Apparently Goldman Sachs is having a hard time with the recession, they have put up their first quarter of losses since the financial crash. Poor, poor, little rich men. I can hear Daddy Warbucks crying all the way to the men's club to light up his illegal Cohibas with hundred dollar bills. Chalk up my lack of sympathy to the massive amount of un/der/employed all over DC protesting the man. It's hard to feel sorry for the very people who knowingly packaged bad mortgage loans, sold them to investors, and then bet against them. Not cool dude.
MIC CHECK!
But, in all seriousness, is the fact that the boys at Goldman Sachs are booking losses a good thing? Absolutely not, this is bad for the economy and doesn't bode well for the other banks. If Goldman Sachs is booking losses and failing to keep up with payments to the rest of Wall St, then the rest of the major banks are in danger of coming up short next quarter. Interbank lending is critical to a healthy economy, and if banks are fearful to lend to each other then the country could face a dangerous credit crunch. Considering the fragile state of the current economy, just a slight drop in the money supply is enough to destroy whatever confidence is left among consumers.
However, the article touched upon another important point. The regulations put in place in Washington are having an impact. Part of the reason that Goldman Sachs is not putting up massive profits anymore is because they've been forced to stop proprietary trading, and are lowering their lending because of the higher reserve requirements. The regulators are marking their territory all over New York. Morgan Stanley and JP Morgan Chase are booking smaller profits as well. Should we be happy that banks are going to be less profitable over the long run? After all, a wealthy Wall St means a healthy Main St. When credit is plentiful, loans are plentiful and Main St can properly expand their business and improve employment. Should the regulators ease off the pedal, or continue, full velocity of circulation ahead?

Given data ▸
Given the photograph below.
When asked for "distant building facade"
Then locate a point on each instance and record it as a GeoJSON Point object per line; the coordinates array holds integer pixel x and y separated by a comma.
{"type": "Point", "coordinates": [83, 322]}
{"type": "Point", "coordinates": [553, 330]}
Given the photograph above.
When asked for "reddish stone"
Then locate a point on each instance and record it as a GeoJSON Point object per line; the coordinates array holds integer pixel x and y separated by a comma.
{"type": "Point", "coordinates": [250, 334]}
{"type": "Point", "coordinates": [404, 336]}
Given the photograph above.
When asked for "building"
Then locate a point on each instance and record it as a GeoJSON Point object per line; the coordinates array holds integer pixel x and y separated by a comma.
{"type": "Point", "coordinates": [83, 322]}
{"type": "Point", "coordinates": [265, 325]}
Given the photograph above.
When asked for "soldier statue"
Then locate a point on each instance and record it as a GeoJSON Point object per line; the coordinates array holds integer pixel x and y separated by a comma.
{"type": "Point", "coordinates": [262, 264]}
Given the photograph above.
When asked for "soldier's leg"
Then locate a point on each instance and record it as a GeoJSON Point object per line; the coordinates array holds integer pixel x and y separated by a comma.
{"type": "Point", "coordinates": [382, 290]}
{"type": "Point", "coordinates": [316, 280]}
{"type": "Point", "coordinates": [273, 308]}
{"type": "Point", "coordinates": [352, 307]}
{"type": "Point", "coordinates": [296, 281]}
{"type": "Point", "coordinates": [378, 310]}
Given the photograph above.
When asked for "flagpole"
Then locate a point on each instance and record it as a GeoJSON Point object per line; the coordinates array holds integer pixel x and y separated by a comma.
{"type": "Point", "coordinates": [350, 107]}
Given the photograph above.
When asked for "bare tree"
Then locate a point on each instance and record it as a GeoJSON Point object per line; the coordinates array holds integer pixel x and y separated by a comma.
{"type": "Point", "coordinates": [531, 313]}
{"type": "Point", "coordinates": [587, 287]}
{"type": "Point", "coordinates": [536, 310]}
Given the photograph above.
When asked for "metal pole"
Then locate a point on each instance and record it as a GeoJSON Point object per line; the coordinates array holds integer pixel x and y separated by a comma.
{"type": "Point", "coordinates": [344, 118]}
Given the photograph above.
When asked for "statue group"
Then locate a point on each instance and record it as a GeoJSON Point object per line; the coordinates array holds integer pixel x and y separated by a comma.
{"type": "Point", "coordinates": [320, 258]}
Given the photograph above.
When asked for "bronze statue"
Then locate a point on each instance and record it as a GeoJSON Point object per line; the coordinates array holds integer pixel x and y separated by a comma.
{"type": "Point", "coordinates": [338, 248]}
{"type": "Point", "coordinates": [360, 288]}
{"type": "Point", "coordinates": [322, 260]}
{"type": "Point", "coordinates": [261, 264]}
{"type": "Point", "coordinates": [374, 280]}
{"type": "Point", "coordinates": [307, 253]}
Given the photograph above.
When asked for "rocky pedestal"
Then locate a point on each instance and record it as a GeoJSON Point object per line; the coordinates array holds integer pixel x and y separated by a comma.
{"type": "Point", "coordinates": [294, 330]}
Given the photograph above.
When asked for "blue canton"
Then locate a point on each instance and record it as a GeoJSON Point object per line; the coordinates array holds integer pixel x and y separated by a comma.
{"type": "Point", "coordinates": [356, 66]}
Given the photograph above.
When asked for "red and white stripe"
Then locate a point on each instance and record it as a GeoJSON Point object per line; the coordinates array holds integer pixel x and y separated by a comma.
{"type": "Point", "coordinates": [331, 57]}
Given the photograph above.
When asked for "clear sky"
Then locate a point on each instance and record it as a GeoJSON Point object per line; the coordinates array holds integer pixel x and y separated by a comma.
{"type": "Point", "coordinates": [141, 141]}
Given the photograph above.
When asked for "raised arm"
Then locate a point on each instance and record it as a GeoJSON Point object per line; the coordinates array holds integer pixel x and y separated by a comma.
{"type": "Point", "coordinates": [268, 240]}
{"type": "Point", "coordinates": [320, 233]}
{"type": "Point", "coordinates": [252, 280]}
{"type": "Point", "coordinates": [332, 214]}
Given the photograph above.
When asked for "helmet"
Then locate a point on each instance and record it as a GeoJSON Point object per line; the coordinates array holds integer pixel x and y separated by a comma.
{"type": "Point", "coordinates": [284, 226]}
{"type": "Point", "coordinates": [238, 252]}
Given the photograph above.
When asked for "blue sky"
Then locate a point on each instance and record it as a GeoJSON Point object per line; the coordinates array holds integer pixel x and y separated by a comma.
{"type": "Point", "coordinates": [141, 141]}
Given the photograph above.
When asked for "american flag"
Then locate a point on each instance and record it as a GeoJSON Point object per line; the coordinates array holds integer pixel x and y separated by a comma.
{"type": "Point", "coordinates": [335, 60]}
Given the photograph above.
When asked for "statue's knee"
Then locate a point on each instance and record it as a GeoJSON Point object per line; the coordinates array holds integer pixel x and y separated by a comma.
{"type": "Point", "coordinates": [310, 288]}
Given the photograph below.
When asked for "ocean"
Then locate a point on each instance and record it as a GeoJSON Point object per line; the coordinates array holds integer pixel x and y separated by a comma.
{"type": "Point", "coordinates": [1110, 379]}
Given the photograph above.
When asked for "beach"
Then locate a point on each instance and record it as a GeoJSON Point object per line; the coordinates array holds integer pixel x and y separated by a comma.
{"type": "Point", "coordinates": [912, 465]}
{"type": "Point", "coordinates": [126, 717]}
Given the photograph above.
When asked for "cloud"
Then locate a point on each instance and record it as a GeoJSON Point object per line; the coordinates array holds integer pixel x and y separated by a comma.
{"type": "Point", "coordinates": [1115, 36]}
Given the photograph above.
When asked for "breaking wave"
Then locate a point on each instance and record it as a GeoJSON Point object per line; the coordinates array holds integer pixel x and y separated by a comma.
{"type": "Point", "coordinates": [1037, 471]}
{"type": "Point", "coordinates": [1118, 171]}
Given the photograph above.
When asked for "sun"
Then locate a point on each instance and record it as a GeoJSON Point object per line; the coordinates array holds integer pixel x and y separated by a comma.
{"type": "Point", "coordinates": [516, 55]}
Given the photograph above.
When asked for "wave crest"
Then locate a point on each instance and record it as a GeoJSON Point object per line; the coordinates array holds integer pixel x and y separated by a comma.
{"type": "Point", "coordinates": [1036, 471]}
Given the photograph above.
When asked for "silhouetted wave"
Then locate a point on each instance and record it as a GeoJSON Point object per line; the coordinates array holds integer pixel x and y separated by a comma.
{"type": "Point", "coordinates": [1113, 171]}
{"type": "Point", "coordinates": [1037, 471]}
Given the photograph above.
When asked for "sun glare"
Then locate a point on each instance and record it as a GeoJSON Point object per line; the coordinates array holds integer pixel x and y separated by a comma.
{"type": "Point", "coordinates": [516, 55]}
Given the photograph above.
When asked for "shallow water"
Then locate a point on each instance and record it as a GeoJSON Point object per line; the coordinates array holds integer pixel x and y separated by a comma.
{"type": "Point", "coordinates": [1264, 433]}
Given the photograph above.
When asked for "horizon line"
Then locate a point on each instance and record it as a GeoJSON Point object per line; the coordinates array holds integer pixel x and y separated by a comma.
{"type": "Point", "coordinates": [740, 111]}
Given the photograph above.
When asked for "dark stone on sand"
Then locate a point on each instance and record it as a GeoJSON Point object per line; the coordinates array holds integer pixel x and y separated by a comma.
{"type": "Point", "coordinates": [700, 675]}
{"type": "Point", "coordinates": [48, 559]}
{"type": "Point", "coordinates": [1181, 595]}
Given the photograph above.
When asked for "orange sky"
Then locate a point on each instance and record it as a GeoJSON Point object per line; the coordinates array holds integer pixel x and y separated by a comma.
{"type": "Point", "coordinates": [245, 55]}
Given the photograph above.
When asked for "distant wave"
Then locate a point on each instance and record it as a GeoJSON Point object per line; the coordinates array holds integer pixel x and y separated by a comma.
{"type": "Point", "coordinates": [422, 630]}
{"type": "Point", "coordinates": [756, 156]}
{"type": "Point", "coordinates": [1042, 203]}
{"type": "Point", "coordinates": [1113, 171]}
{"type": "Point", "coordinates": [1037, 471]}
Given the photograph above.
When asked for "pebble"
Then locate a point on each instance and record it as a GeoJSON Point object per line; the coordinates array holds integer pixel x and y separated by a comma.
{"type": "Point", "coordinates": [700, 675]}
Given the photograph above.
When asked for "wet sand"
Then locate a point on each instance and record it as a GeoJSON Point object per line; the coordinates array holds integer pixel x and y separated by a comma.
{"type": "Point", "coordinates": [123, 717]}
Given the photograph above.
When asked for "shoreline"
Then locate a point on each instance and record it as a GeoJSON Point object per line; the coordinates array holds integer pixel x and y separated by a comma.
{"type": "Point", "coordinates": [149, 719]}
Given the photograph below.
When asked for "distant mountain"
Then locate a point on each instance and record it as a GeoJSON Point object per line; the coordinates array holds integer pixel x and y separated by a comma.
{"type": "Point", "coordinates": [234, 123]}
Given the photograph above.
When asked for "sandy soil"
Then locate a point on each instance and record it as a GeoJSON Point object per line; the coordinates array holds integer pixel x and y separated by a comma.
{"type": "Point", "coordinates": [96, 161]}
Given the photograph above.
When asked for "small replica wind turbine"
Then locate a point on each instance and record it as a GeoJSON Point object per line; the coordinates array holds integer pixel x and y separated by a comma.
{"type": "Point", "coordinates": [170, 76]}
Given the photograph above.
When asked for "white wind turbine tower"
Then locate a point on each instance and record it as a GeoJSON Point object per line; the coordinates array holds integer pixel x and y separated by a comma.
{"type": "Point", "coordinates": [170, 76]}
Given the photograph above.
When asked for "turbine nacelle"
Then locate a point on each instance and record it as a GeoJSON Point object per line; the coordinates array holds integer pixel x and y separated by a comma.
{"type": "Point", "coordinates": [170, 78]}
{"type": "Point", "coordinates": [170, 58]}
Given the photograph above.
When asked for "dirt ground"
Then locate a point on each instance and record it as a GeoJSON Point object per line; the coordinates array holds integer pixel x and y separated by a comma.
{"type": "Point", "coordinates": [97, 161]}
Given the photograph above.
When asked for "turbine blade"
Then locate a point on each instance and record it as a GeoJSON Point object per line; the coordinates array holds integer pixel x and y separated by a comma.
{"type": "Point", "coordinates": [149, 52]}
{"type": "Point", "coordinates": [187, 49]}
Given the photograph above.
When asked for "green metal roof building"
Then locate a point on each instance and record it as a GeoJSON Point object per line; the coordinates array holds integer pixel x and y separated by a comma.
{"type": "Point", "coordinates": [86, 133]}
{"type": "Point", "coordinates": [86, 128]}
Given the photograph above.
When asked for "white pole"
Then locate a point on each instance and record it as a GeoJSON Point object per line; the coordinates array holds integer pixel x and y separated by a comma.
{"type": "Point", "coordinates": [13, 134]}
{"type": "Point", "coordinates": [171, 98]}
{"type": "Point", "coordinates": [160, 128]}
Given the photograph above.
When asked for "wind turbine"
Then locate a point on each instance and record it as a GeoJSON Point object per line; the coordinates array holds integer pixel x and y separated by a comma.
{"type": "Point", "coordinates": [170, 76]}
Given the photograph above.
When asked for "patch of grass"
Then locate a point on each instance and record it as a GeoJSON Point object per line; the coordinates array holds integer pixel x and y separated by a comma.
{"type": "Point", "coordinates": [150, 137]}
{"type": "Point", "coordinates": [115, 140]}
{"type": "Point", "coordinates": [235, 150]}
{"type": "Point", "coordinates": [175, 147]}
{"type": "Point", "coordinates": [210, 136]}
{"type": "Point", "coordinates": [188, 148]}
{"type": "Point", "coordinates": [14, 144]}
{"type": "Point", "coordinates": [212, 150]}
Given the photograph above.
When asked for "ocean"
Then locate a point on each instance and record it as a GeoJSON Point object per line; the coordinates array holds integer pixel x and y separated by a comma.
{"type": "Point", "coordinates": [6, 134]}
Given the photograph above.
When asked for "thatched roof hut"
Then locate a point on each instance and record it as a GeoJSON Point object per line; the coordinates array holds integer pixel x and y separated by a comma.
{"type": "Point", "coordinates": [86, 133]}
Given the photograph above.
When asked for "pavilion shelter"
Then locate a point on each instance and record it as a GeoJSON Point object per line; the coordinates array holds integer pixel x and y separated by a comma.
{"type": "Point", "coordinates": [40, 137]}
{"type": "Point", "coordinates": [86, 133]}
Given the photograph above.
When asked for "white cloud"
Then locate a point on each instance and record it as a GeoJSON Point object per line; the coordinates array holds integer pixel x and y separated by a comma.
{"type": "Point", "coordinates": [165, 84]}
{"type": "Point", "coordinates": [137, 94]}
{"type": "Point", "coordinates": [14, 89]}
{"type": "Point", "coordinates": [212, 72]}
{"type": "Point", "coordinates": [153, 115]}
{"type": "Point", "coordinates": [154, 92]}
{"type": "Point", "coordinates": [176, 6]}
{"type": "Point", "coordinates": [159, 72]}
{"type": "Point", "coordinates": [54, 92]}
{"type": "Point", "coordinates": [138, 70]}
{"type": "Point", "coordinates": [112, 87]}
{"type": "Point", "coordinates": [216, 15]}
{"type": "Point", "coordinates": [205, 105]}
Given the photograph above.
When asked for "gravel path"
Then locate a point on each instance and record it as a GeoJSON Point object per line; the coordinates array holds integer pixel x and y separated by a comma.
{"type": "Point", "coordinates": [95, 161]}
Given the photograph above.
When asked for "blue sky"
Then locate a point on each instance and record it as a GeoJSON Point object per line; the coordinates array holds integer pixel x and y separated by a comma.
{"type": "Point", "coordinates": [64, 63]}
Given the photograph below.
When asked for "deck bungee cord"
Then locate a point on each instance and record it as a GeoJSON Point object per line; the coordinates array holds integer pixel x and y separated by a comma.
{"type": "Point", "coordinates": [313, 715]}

Set exercise 1 ▸ Please write out the entire post on Goldman Sachs's losses, word for word.
Set exercise 2 ▸ Pick out each line of the records that contains the string "turbine". Case matters.

Written reply 1 ▸
Apparently Goldman Sachs is having a hard time with the recession, they have put up their first quarter of losses since the financial crash. Poor, poor, little rich men. I can hear Daddy Warbucks crying all the way to the men's club to light up his illegal Cohibas with hundred dollar bills. Chalk up my lack of sympathy to the massive amount of un/der/employed all over DC protesting the man. It's hard to feel sorry for the very people who knowingly packaged bad mortgage loans, sold them to investors, and then bet against them. Not cool dude.
MIC CHECK!
But, in all seriousness, is the fact that the boys at Goldman Sachs are booking losses a good thing? Absolutely not, this is bad for the economy and doesn't bode well for the other banks. If Goldman Sachs is booking losses and failing to keep up with payments to the rest of Wall St, then the rest of the major banks are in danger of coming up short next quarter. Interbank lending is critical to a healthy economy, and if banks are fearful to lend to each other then the country could face a dangerous credit crunch. Considering the fragile state of the current economy, just a slight drop in the money supply is enough to destroy whatever confidence is left among consumers.
However, the article touched upon another important point. The regulations put in place in Washington are having an impact. Part of the reason that Goldman Sachs is not putting up massive profits anymore is because they've been forced to stop proprietary trading, and are lowering their lending because of the higher reserve requirements. The regulators are marking their territory all over New York. Morgan Stanley and JP Morgan Chase are booking smaller profits as well. Should we be happy that banks are going to be less profitable over the long run? After all, a wealthy Wall St means a healthy Main St. When credit is plentiful, loans are plentiful and Main St can properly expand their business and improve employment. Should the regulators ease off the pedal, or continue, full velocity of circulation ahead?

Written reply 2 ▸
When asked for "small replica wind turbine"
When asked for "white wind turbine tower"
When asked for "turbine nacelle"
When asked for "turbine blade"
When asked for "wind turbine"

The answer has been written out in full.